## Begin SUPPLIED INFORMATION

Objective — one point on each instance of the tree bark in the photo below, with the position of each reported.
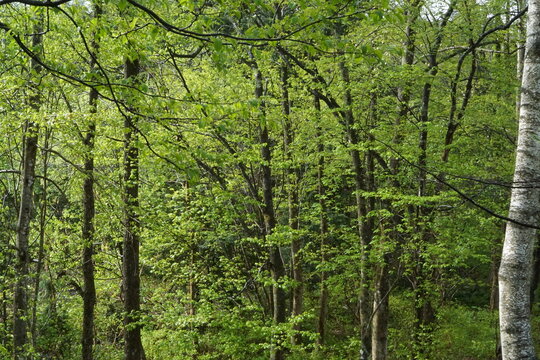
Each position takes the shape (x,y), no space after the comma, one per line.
(20,303)
(365,225)
(133,349)
(515,271)
(89,287)
(292,180)
(323,297)
(277,267)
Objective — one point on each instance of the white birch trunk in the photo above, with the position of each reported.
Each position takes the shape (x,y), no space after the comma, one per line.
(516,262)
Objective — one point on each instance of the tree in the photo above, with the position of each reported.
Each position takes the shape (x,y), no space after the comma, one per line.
(515,271)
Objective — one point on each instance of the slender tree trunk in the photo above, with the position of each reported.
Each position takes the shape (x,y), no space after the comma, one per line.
(20,303)
(89,287)
(520,55)
(365,226)
(323,297)
(277,267)
(516,262)
(133,349)
(379,318)
(292,182)
(41,247)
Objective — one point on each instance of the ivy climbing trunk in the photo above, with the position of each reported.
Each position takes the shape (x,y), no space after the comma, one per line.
(133,349)
(515,271)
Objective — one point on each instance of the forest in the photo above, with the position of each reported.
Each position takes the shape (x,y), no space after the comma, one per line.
(269,179)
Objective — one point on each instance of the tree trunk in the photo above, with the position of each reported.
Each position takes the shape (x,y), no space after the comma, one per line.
(89,287)
(133,349)
(516,262)
(365,226)
(292,180)
(20,303)
(41,248)
(277,267)
(323,298)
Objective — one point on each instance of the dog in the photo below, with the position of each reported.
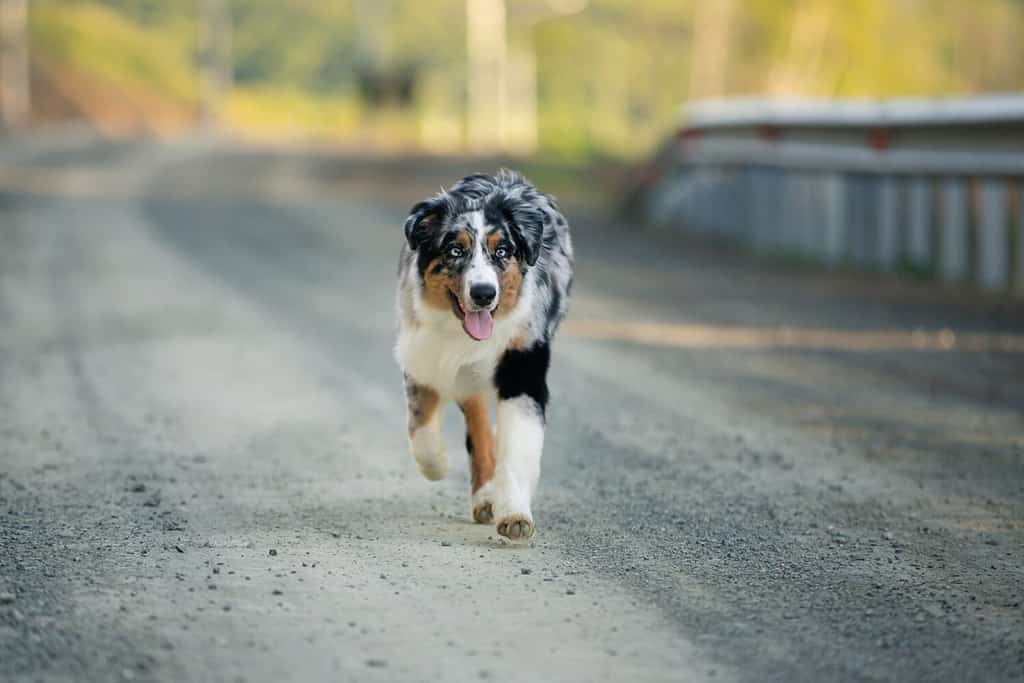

## End SUPPLIED INFORMATION

■ **WHAT NEEDS TO BE DONE**:
Repeat the data word for word, from the line containing "Objective — one point on each instance of the ivy" through the end of the data, including that first line and the final one. Leave the pictures out of your answer.

■ **RESPONSE TO THIS TASK**:
Objective — one point on each instance of the ivy climbing trunk in the photo above, with the position of each reported.
Each position takes the shape (x,y), no space after the comma, one per line.
(133,349)
(515,271)
Objective — one point on each instance of the forest in the photo above, with the position of each reported.
Each position takes the shape (x,y), no space after the comma, one per line.
(269,179)
Objective — one point on each instance of the tree trunk in the photo above, with the position of each reported.
Each position takes the shape (x,y), no space after the comma, one per line.
(89,287)
(133,349)
(516,262)
(365,226)
(292,180)
(20,303)
(41,248)
(277,267)
(323,298)
Objective — one point on each instance of the dog in the photo below, with the position of each reported.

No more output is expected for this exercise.